Qué harás.
1. Traduce al inglés esta oración del texto sobre Mishima que aparece más abajo: "Confundimos el orden y la taxonomía con la explicación."
2. Responde estas preguntas según el texto sobre Mishima que aparece más abajo:
(a) ¿A quién adoró Mishima de niño hasta descubrir que era una mujer?
(b) ¿En qué país conoció la voz que narra a Mishima cuando este vivía?
(c) ¿Qué habría pedido la voz que narra en el encuentro imaginario en el Devachan?
3. Continúa el texto sobre Mishima que aparece más abajo a partir de su última oración.

Texto proporcionado.

También esto, evidentemente, lo ha perdido. Tratamos de explicar el universo
con teorías científicas, pero somos incapaces de explicar los fenómenos más
sencillos. Pasamos por alto el hecho de que el significado nace sólo cuando
descubrimos que la creación no tiene propósito. Confundimos el orden y la
taxonomía con la explicación. No toleramos la idea de desorden o caos, y sin
embargo admitirlo sería esencial. Y también que el sinsentido total es
necesario. Sólo el genio parece capaz de comprender y apreciar la alegría del
total sinsentido. El sinsentido es el antídoto para la monotonía y el vacío
creado por nuestra incesante búsqueda del orden, nuestro orden, el
antídoto para nuestros esfuerzos compulsivos por hallar significado y propósito
donde no los hay.
Muchas veces
me pregunto, cuando me cruzo con los nombres de los famosos de la historia
europea citados por Mishima, quiénes eran sus héroes. (Recuerdo que de niño
adoró a Juana de Arco, hasta que descubrió que era una mujer. También menciona
a Gilíes de Rais, el esplendoroso y tan enigmático monstruo de los días de la
caballería cuyo comportamiento sigue intrigándonos hasta hoy.)
Una noche,
hace poco, en la cama pasé lista a los nombres de las personas que tuvieron
este tipo de influencia en nuestra vida cultural. Y mientras los iba anotando
los iba pareando, con el fin de plantear la pregunta siguiente (a quien le
interese): debiendo escoger, ¿con cuál de los dos se quedaría? Aun como simple
juego, las respuestas, me parece, pueden revelar cosas interesantes. En
cualquier caso, a quien tenía en mente haciendo mi lista era a Mishima. ¿A
quién habría seleccionado él, si se le hubiera obligado a responder?:
Laotsé o san
Francisco de Asís
Leonardo o
Pico della Mirandola
Sócrates o
Montaigne
Hitler o
Tamerlán
Alejandro
Magno o Napoleón
Lenin o Thomas
Jefferson
Voltaire o
Emerson
Juana de Arco
o Mary Baker Eddy
Keats o Bashó
Rimbaud o Walt
Whitman
Sigmund Freud
o Paracelso
Moctezuma o
Hernán Cortés
Pendes o
Carlomagno
Karl Marx o
Gurdjieff
Hokusai o
Rembrandt
Ricardo
Corazón de León o Saladino
Changtsú o
Rabelais
Mi ignorancia,
por desgracia, me ha hecho excluir muchos nombres de japoneses famosos que
Mishima habría puesto en lugar de algunos de los que yo doy.
Hay muchas
cosas que me habría gustado discutir con Mishima en nuestro encuentro
imaginario en el Devachan. Para empezar me habría disculpado por mi grosería
cuando lo conocí vivo, en Alemania, en la época en que todavía él era
desconocido. (Me habría olvidado completamente de ello a no ser por la prensa
alemana y japonesa que recordaron el hecho.) Habría pedido champagne y puros
—champagne de sueño y puros de sueño, es claro, pero ni él ni yo nos habríamos
percatado de la diferencia. Me habría esforzado por que se sintiera cómodo y
bajara la guardia, por hacerlo reír, de ser posible. Hacerlo reír a carcajadas.

Material extraído.
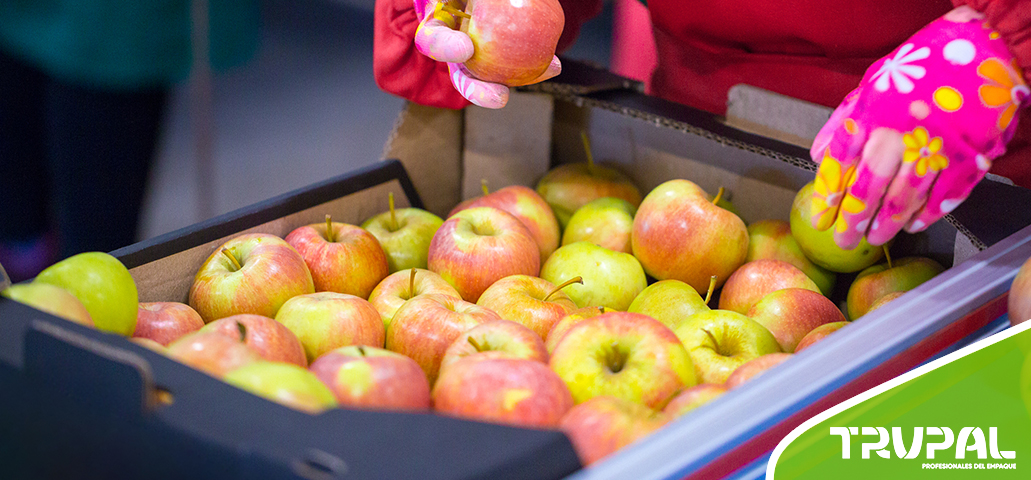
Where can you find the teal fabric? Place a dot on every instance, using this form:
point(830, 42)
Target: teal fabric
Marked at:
point(124, 43)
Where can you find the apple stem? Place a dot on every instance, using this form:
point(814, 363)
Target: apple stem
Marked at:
point(454, 11)
point(411, 283)
point(243, 331)
point(719, 195)
point(587, 149)
point(712, 338)
point(393, 215)
point(232, 260)
point(708, 295)
point(329, 229)
point(564, 284)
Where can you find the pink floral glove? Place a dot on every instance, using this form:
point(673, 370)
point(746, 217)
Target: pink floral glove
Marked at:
point(907, 145)
point(438, 38)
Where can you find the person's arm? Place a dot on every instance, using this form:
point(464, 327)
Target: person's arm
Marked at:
point(401, 69)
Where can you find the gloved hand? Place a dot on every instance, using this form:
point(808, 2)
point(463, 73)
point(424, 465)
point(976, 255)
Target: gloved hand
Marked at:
point(438, 38)
point(907, 145)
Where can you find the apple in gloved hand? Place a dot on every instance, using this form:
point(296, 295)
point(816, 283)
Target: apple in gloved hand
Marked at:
point(404, 235)
point(513, 41)
point(102, 284)
point(51, 299)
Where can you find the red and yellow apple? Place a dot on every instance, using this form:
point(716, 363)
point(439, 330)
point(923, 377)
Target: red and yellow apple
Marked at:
point(373, 378)
point(342, 258)
point(326, 320)
point(166, 321)
point(679, 234)
point(252, 273)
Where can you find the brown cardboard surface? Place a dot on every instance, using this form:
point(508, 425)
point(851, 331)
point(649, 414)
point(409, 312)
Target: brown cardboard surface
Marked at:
point(169, 279)
point(428, 141)
point(507, 146)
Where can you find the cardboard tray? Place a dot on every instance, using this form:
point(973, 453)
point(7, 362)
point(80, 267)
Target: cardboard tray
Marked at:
point(79, 403)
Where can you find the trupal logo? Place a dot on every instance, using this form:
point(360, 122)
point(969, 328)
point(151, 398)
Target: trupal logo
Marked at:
point(929, 439)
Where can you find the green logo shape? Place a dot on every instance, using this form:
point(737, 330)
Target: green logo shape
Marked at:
point(965, 415)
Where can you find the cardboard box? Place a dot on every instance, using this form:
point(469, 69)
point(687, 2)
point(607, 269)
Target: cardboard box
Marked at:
point(100, 396)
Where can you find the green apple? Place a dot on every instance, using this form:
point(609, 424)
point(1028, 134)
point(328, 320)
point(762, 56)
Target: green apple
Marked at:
point(669, 302)
point(679, 234)
point(51, 299)
point(622, 354)
point(878, 280)
point(605, 221)
point(720, 341)
point(569, 186)
point(284, 383)
point(771, 239)
point(610, 278)
point(820, 247)
point(404, 234)
point(104, 286)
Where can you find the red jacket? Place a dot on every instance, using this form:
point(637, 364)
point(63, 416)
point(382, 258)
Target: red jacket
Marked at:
point(811, 49)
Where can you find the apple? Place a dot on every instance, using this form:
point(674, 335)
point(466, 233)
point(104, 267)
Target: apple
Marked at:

Resultados por tarea.
1. We confuse order and taxonomy with explanation.

2.
(a) A Juana de Arco.
(b) En Alemania.
(c) Champagne y puros, de sueño.

3.
Lograrlo habría significado, creo yo, que nuestro encuentro habría valido la
pena. (¿Pero cómo lograr que riera? Eso me atormentaba.) Sí, lo habría
embarcado en una conversación fantástica, sobre los ángeles —budistas o no—,
sobre las finuras del lenguaje, sobre los absurdos de la metafísica, sobre el
Zen en la literatura europea, sobre el amor en Occidente y el amor en Oriente,
sobre la fisiología del amor —es decir, el amor entre insectos, entre gérmenes
y bacilos, entre átomos y moléculas—, sobre el amor celestial, el amor
pervertido, el amor satánico, el amor estéril, el amor por los no nacidos, el
amor eterno, y así ad infinitum. Le habría explicado que ahora,
esperando renacer, tendría tiempo de leer todos sus libros y tal vez
discutirlos con él, si le parecía bien. Nos habríamos metido con todo, salvo
con sus problemas personales. Habríamos tenido tiempo de discutir acerca de
Freud, Hegel, Marx, Blavatsky, Ouspensky, Proust, Rimbaud, Nietzsche, acerca de
quien se quisiera, como se quisiera. Habríamos podido hasta afrontar el enigma
del universo, tanto desde el punto de vista de Haeckel como del nuestro.
Habríamos invocado las huríes y las hadas, las diosas y los superhombres, los
extraterrestres y los astros, los héroes y los monstruos. "Os prometí
llevaros hasta el fin del mundo”, dijo Alejandro Magno a sus soldados hastiados
de la guerra. Es lo que yo habría querido brindarle. Un trip, un
auténtico trip. Un trip provocado por las ideas,
no por las drogas. Un trip del brazo por la Vía Láctea,
escoltados por ángeles. Un viaje por la realidad, no por principios e ideas.
¡Qué
divertido! Nada más que el tiempo, o la ausencia de tiempo, como equipaje.
Aplazar nuestro renacimiento tanto como quisiéramos, hasta decidir el momento y
el lugar de nuestra próxima reencarnación. Elegir meticulosamente nuestros
padres, y también nuestras nuevas identidades. Otra vez la elección. ¿Quién le
gustaría ser en la próxima encamación, un líder o un pescador? ¿Un héroe o un
nadie? Por mi parte ya lo habría pensado antes de morir: sería un nadie, uno
cualquiera. Hombre o mujer, indiferentemente. Una vida de los sentidos, no del
intelecto. Un hombre común, no famoso. Alguien que pasa desapercibido en la
multitud.
¿Somos
árbitros de nuestro destino? ¡Cuánto me habría gustado conocer la elección de
Mishima! Habría sido demasiado discreto como para presionarlo en esto. Tal como
jamás se me ocurriría preguntarle sobre su matrimonio, o si había esperado
hallar la felicidad en el amor, ya sea con un hombre, una mujer, un chimpancé o
una palmera. Más que nada habría querido saber si todavía consideraba
importante cambiar el mundo —este mundo o el próximo, o el mundo entre los
mundos. Eso y otra cosa: ¿qué sabor tenía la muerte? ¿Era realmente la
culminación de todo o dejaba espacio para la imaginación?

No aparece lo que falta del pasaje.